[Named object pointing records]
****************

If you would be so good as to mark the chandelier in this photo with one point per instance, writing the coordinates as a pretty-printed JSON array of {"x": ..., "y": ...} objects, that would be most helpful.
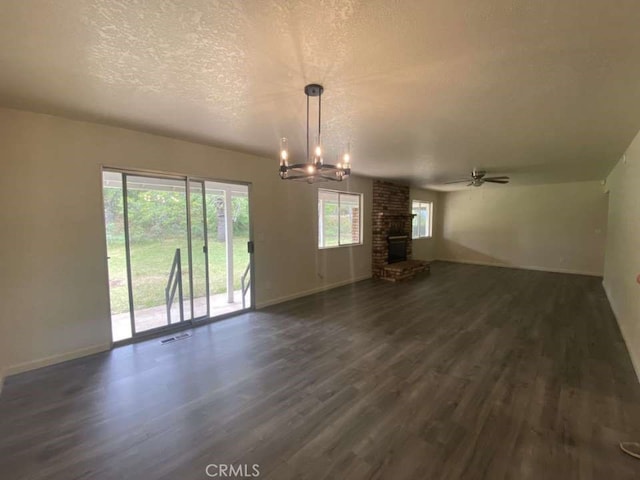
[{"x": 314, "y": 169}]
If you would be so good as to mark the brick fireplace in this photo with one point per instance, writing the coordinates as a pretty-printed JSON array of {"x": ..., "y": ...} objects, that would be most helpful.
[{"x": 391, "y": 218}]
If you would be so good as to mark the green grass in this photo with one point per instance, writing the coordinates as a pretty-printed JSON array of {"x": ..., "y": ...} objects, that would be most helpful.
[{"x": 151, "y": 264}]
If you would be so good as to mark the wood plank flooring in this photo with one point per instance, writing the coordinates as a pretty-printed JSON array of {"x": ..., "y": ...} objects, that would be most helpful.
[{"x": 471, "y": 372}]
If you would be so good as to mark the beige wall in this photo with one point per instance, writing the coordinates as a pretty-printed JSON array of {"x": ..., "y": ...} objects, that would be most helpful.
[
  {"x": 425, "y": 248},
  {"x": 558, "y": 227},
  {"x": 622, "y": 262},
  {"x": 55, "y": 298}
]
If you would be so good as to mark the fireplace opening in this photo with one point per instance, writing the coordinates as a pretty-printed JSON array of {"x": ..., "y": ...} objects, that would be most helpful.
[{"x": 397, "y": 248}]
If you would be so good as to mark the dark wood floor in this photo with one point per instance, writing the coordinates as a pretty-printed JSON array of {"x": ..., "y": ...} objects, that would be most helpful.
[{"x": 471, "y": 372}]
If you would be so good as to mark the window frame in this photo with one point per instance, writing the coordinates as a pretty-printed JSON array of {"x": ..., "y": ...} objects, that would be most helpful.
[
  {"x": 320, "y": 222},
  {"x": 429, "y": 229}
]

****************

## THE EXERCISE
Please format as a JSON list of strings the lines from the one containing "If you would be so good as to mark the fireplace" through the end of the records, both ends included, with one string per line and blank lines left out.

## EXERCISE OUTPUT
[
  "If you would be so good as to mark the fireplace opening in this photo with one point per instance, writing the coordinates as a pretty-printed JSON array of {\"x\": ..., \"y\": ...} objects, that would be most helpful.",
  "[{\"x\": 397, \"y\": 248}]",
  "If you would be so good as to mark the dark wood floor in this photo with one point per instance, writing the coordinates as a pretty-printed JSON array of {\"x\": ..., \"y\": ...} objects, that would be most helpful.",
  "[{\"x\": 471, \"y\": 372}]",
  "If you would be so good as to mark the window frame in this photo with one point per instance, writing the coordinates as a pretty-printed JSON array of {\"x\": ..., \"y\": ...} objects, that would be most helpful.",
  "[",
  "  {\"x\": 320, \"y\": 222},",
  "  {\"x\": 429, \"y\": 229}",
  "]"
]